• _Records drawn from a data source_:
==============================

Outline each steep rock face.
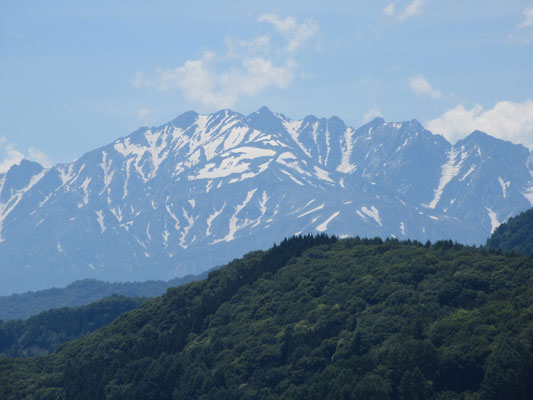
[0,107,533,294]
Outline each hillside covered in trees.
[0,271,208,320]
[0,295,146,357]
[0,235,533,400]
[487,208,533,254]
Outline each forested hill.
[0,295,146,357]
[487,208,533,254]
[0,271,208,320]
[0,236,533,400]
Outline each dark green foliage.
[0,236,533,400]
[0,272,208,320]
[487,208,533,254]
[0,295,145,357]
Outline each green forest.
[487,208,533,254]
[0,235,533,400]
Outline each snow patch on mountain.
[316,211,340,232]
[422,149,465,209]
[485,207,500,233]
[361,206,383,226]
[498,176,511,199]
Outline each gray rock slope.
[0,107,533,294]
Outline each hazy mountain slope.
[0,107,533,294]
[0,271,208,320]
[0,237,533,400]
[0,296,146,357]
[487,208,533,254]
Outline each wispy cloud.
[509,7,533,45]
[0,137,53,173]
[137,108,152,121]
[518,7,533,29]
[409,75,441,99]
[383,0,425,21]
[133,14,318,108]
[426,100,533,149]
[259,14,319,52]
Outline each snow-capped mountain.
[0,107,533,294]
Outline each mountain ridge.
[0,107,533,294]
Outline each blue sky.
[0,0,533,172]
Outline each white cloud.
[383,0,425,21]
[426,100,533,149]
[25,147,54,168]
[409,75,440,99]
[224,35,270,58]
[133,14,318,109]
[363,108,383,124]
[134,51,295,109]
[259,14,319,52]
[0,137,52,173]
[518,7,533,29]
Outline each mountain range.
[0,107,533,295]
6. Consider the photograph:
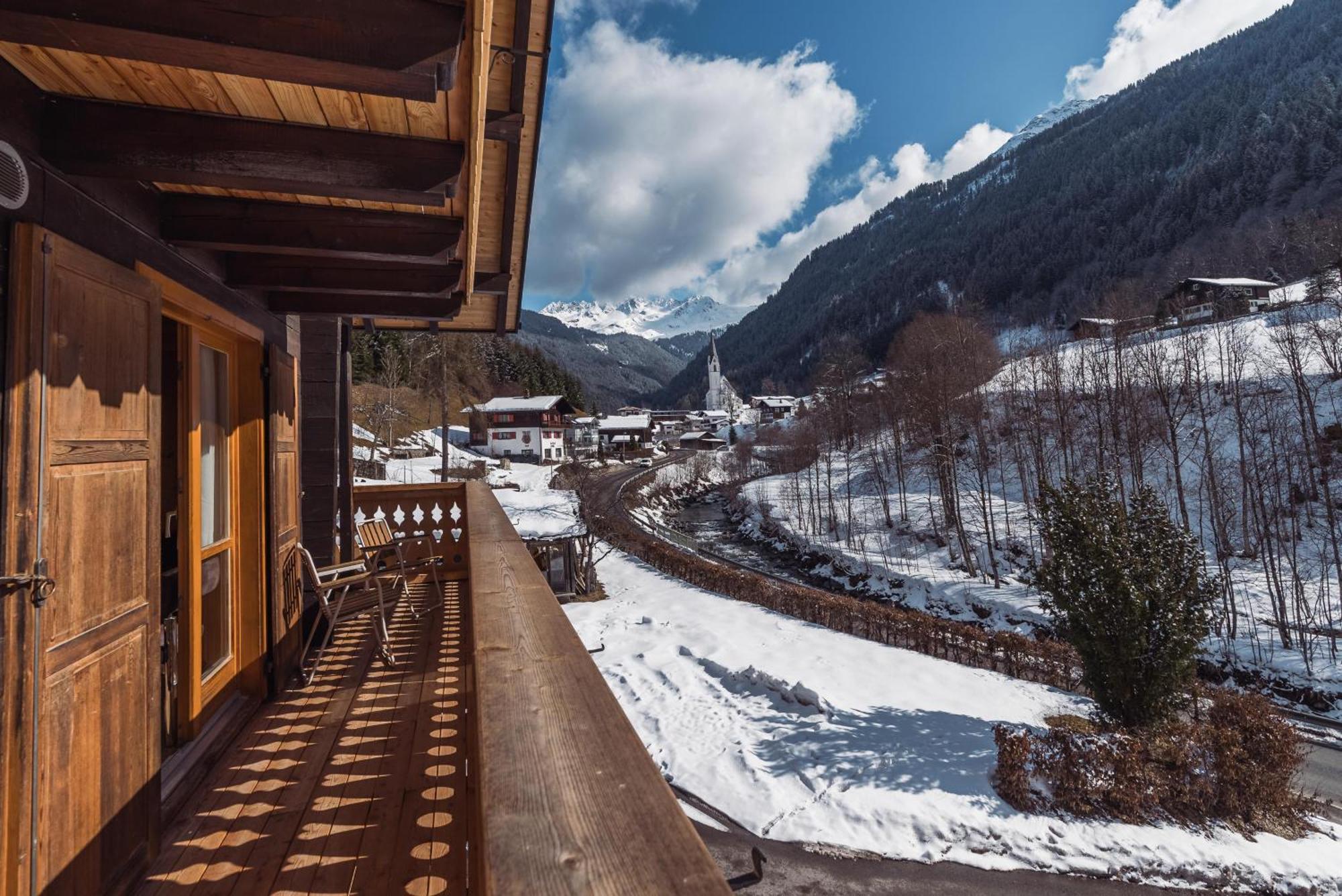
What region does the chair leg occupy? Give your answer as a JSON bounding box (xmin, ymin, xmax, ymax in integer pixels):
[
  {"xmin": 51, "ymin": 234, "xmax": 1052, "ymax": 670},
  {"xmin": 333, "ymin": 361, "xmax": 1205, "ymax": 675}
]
[
  {"xmin": 298, "ymin": 601, "xmax": 336, "ymax": 688},
  {"xmin": 373, "ymin": 575, "xmax": 396, "ymax": 665},
  {"xmin": 423, "ymin": 559, "xmax": 446, "ymax": 613}
]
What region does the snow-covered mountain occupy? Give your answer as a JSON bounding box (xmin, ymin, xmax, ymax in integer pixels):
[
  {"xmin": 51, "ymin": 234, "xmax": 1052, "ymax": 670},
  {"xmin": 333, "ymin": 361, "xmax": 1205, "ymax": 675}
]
[
  {"xmin": 993, "ymin": 97, "xmax": 1108, "ymax": 157},
  {"xmin": 541, "ymin": 295, "xmax": 750, "ymax": 339}
]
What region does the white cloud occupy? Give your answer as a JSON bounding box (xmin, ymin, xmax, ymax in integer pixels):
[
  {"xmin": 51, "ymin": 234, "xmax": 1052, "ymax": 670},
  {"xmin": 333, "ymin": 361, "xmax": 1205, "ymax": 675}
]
[
  {"xmin": 696, "ymin": 122, "xmax": 1011, "ymax": 304},
  {"xmin": 1067, "ymin": 0, "xmax": 1291, "ymax": 99},
  {"xmin": 554, "ymin": 0, "xmax": 698, "ymax": 19},
  {"xmin": 527, "ymin": 21, "xmax": 860, "ymax": 299}
]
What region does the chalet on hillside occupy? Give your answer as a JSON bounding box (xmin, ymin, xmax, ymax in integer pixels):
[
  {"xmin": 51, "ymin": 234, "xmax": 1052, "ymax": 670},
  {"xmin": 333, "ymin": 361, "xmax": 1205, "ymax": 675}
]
[
  {"xmin": 680, "ymin": 432, "xmax": 727, "ymax": 451},
  {"xmin": 463, "ymin": 396, "xmax": 576, "ymax": 463},
  {"xmin": 750, "ymin": 396, "xmax": 797, "ymax": 423},
  {"xmin": 0, "ymin": 0, "xmax": 730, "ymax": 896},
  {"xmin": 1164, "ymin": 276, "xmax": 1276, "ymax": 325},
  {"xmin": 597, "ymin": 413, "xmax": 652, "ymax": 456}
]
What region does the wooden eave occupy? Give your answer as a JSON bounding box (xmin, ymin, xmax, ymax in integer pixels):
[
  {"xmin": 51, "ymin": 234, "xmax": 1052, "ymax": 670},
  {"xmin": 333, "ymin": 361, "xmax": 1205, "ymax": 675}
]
[{"xmin": 0, "ymin": 0, "xmax": 553, "ymax": 333}]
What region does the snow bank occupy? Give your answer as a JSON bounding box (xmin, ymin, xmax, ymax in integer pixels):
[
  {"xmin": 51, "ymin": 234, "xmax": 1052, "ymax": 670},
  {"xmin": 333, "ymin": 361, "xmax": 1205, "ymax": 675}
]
[
  {"xmin": 490, "ymin": 464, "xmax": 586, "ymax": 539},
  {"xmin": 565, "ymin": 551, "xmax": 1342, "ymax": 893}
]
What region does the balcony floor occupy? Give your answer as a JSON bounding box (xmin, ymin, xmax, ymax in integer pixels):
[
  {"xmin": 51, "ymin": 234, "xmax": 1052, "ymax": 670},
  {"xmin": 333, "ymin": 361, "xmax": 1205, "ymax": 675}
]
[{"xmin": 140, "ymin": 582, "xmax": 468, "ymax": 896}]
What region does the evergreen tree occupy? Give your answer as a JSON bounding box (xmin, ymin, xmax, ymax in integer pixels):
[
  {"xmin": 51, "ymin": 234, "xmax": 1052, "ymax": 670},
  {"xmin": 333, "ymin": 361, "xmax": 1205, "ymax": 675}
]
[{"xmin": 1033, "ymin": 478, "xmax": 1220, "ymax": 726}]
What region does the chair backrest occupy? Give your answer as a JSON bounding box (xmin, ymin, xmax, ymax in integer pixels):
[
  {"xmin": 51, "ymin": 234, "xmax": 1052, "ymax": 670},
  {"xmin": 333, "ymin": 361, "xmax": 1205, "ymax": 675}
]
[
  {"xmin": 358, "ymin": 519, "xmax": 396, "ymax": 550},
  {"xmin": 294, "ymin": 542, "xmax": 338, "ymax": 612}
]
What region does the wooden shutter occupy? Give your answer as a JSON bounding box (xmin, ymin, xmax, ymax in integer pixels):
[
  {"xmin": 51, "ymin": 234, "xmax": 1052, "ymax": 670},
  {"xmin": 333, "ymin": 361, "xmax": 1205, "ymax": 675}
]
[
  {"xmin": 0, "ymin": 225, "xmax": 162, "ymax": 893},
  {"xmin": 268, "ymin": 345, "xmax": 303, "ymax": 691}
]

==============================

• _The request_: Put each line of the material above into a JSON list of strings, one string per line. Leave out blank lines and any lines that stand for pictures.

• _In response_:
[
  "Outline each steep rock face.",
  "[0,107,533,294]",
  "Outline each hillside covered in trees.",
  "[0,271,208,320]",
  "[0,295,146,357]",
  "[0,235,533,400]",
  "[487,208,533,254]",
  "Outline each forested hill.",
  "[0,295,146,357]",
  "[487,208,533,254]",
  "[0,271,208,320]",
  "[0,236,533,400]",
  "Outline each dark green foliage.",
  "[0,236,533,400]",
  "[0,272,208,320]",
  "[487,208,533,254]",
  "[0,295,145,357]",
  "Outline each green forest.",
  "[487,208,533,254]",
  "[0,235,533,400]",
  "Outline each snow patch on mountain.",
  "[316,211,340,232]",
  "[422,149,465,209]",
  "[485,207,500,233]",
  "[361,206,383,226]",
  "[498,176,511,199]",
  "Outline each gray rock slope.",
  "[0,107,533,294]",
  "Outline each hazy mountain slope.",
  "[0,107,533,294]",
  "[0,271,208,320]",
  "[0,237,533,400]",
  "[0,296,146,357]",
  "[487,208,533,254]",
  "Outline each wispy cloud.",
  "[509,7,533,45]",
  "[0,137,53,173]",
  "[137,108,152,121]",
  "[518,7,533,29]",
  "[409,75,441,99]",
  "[383,0,425,21]",
  "[133,14,318,108]",
  "[426,100,533,149]",
  "[259,14,319,52]",
  "Outline each snow-capped mountain.",
  "[0,107,533,294]",
  "Outline each mountain ridge.",
  "[0,107,533,294]",
  "Outline each blue sky.",
  "[0,0,533,172]",
  "Outline each white cloud.",
  "[383,0,425,21]",
  "[426,100,533,149]",
  "[25,147,54,168]",
  "[409,75,440,99]",
  "[224,35,270,58]",
  "[133,14,318,109]",
  "[363,108,383,124]",
  "[134,51,295,109]",
  "[259,14,319,52]",
  "[0,137,52,173]",
  "[518,7,533,29]",
  "Outline each mountain range.",
  "[0,107,533,295]",
  "6. Consider the photograph:",
  "What region does the chair leg occupy? Give your answer as a JSON bounding box (xmin, ymin, xmax, ymax in integer pixels):",
  "[",
  "  {\"xmin\": 51, \"ymin\": 234, \"xmax\": 1052, \"ymax\": 670},",
  "  {\"xmin\": 333, \"ymin\": 361, \"xmax\": 1205, \"ymax\": 675}",
  "]",
  "[",
  "  {\"xmin\": 298, \"ymin\": 601, \"xmax\": 336, \"ymax\": 688},",
  "  {\"xmin\": 373, \"ymin\": 575, \"xmax\": 396, \"ymax\": 665},",
  "  {\"xmin\": 423, \"ymin\": 559, \"xmax\": 446, \"ymax\": 613}",
  "]",
  "What region does the snow-covered mountain occupy? Give your answer as a JSON bounding box (xmin, ymin, xmax, ymax in integer pixels):",
  "[",
  "  {\"xmin\": 51, \"ymin\": 234, \"xmax\": 1052, \"ymax\": 670},",
  "  {\"xmin\": 333, \"ymin\": 361, \"xmax\": 1205, \"ymax\": 675}",
  "]",
  "[",
  "  {\"xmin\": 993, \"ymin\": 97, \"xmax\": 1108, \"ymax\": 157},",
  "  {\"xmin\": 541, \"ymin\": 295, \"xmax\": 750, \"ymax\": 339}",
  "]",
  "What region does the white cloud occupy? Give your answer as a JSON bounding box (xmin, ymin, xmax, ymax in integer pixels):",
  "[",
  "  {\"xmin\": 51, \"ymin\": 234, \"xmax\": 1052, \"ymax\": 670},",
  "  {\"xmin\": 333, \"ymin\": 361, \"xmax\": 1205, \"ymax\": 675}",
  "]",
  "[",
  "  {\"xmin\": 696, \"ymin\": 122, \"xmax\": 1011, \"ymax\": 304},",
  "  {\"xmin\": 1067, \"ymin\": 0, \"xmax\": 1291, \"ymax\": 99},",
  "  {\"xmin\": 554, \"ymin\": 0, \"xmax\": 698, \"ymax\": 19},",
  "  {\"xmin\": 527, \"ymin\": 21, \"xmax\": 860, \"ymax\": 299}",
  "]",
  "What region does the chalet on hillside occupy? Give your answer as a JSON bounding box (xmin, ymin, xmax, ymax in integer pixels):",
  "[",
  "  {\"xmin\": 51, \"ymin\": 234, \"xmax\": 1052, \"ymax\": 670},",
  "  {\"xmin\": 333, \"ymin\": 361, \"xmax\": 1205, \"ymax\": 675}",
  "]",
  "[",
  "  {\"xmin\": 680, \"ymin\": 432, \"xmax\": 727, \"ymax\": 451},",
  "  {\"xmin\": 463, \"ymin\": 396, \"xmax\": 576, \"ymax\": 463},",
  "  {\"xmin\": 750, \"ymin\": 396, \"xmax\": 797, \"ymax\": 423},",
  "  {\"xmin\": 0, \"ymin\": 0, \"xmax\": 730, \"ymax\": 896},",
  "  {\"xmin\": 1164, \"ymin\": 276, \"xmax\": 1276, \"ymax\": 325},",
  "  {\"xmin\": 597, \"ymin\": 413, \"xmax\": 652, \"ymax\": 456}",
  "]",
  "What region does the wooden eave occupy? Give your answer as a JSON bounding box (xmin, ymin, xmax, ymax in integer pixels):",
  "[",
  "  {\"xmin\": 51, \"ymin\": 234, \"xmax\": 1052, \"ymax\": 670},",
  "  {\"xmin\": 333, \"ymin\": 361, \"xmax\": 1205, \"ymax\": 675}",
  "]",
  "[{\"xmin\": 0, \"ymin\": 0, \"xmax\": 553, \"ymax\": 333}]",
  "What region does the snow bank occupy? Give your answer as a JSON bounding box (xmin, ymin, xmax, ymax in integer pixels):",
  "[",
  "  {\"xmin\": 51, \"ymin\": 234, \"xmax\": 1052, \"ymax\": 670},",
  "  {\"xmin\": 333, \"ymin\": 361, \"xmax\": 1205, \"ymax\": 675}",
  "]",
  "[",
  "  {\"xmin\": 490, \"ymin\": 464, \"xmax\": 586, \"ymax\": 539},",
  "  {\"xmin\": 565, \"ymin\": 551, \"xmax\": 1342, \"ymax\": 893}",
  "]",
  "What region does the balcony floor occupy? Give your answer as a JSON bounding box (xmin, ymin, xmax, ymax in integer pixels):",
  "[",
  "  {\"xmin\": 51, \"ymin\": 234, \"xmax\": 1052, \"ymax\": 670},",
  "  {\"xmin\": 333, \"ymin\": 361, \"xmax\": 1205, \"ymax\": 675}",
  "]",
  "[{\"xmin\": 140, \"ymin\": 582, \"xmax\": 468, \"ymax\": 896}]",
  "What region does the evergreen tree occupy? Give your answer as a JSON bounding box (xmin, ymin, xmax, ymax in integer pixels):",
  "[",
  "  {\"xmin\": 51, \"ymin\": 234, \"xmax\": 1052, \"ymax\": 670},",
  "  {\"xmin\": 333, \"ymin\": 361, \"xmax\": 1205, \"ymax\": 675}",
  "]",
  "[{\"xmin\": 1033, \"ymin\": 478, \"xmax\": 1220, \"ymax\": 726}]",
  "What region does the chair backrest occupy? Give your answer as a JSON bounding box (xmin, ymin, xmax, ymax in integer pixels):",
  "[",
  "  {\"xmin\": 51, \"ymin\": 234, \"xmax\": 1052, \"ymax\": 670},",
  "  {\"xmin\": 333, \"ymin\": 361, \"xmax\": 1205, \"ymax\": 675}",
  "]",
  "[",
  "  {\"xmin\": 358, \"ymin\": 519, \"xmax\": 396, \"ymax\": 550},",
  "  {\"xmin\": 294, \"ymin\": 542, \"xmax\": 338, \"ymax\": 612}",
  "]",
  "What region does the wooden shutter occupy? Give your answer as a JSON bounding box (xmin, ymin, xmax, ymax in integer pixels):",
  "[",
  "  {\"xmin\": 51, \"ymin\": 234, \"xmax\": 1052, \"ymax\": 670},",
  "  {\"xmin\": 333, \"ymin\": 361, \"xmax\": 1205, \"ymax\": 675}",
  "]",
  "[",
  "  {\"xmin\": 0, \"ymin\": 225, \"xmax\": 162, \"ymax\": 893},",
  "  {\"xmin\": 268, \"ymin\": 345, \"xmax\": 303, \"ymax\": 691}",
  "]"
]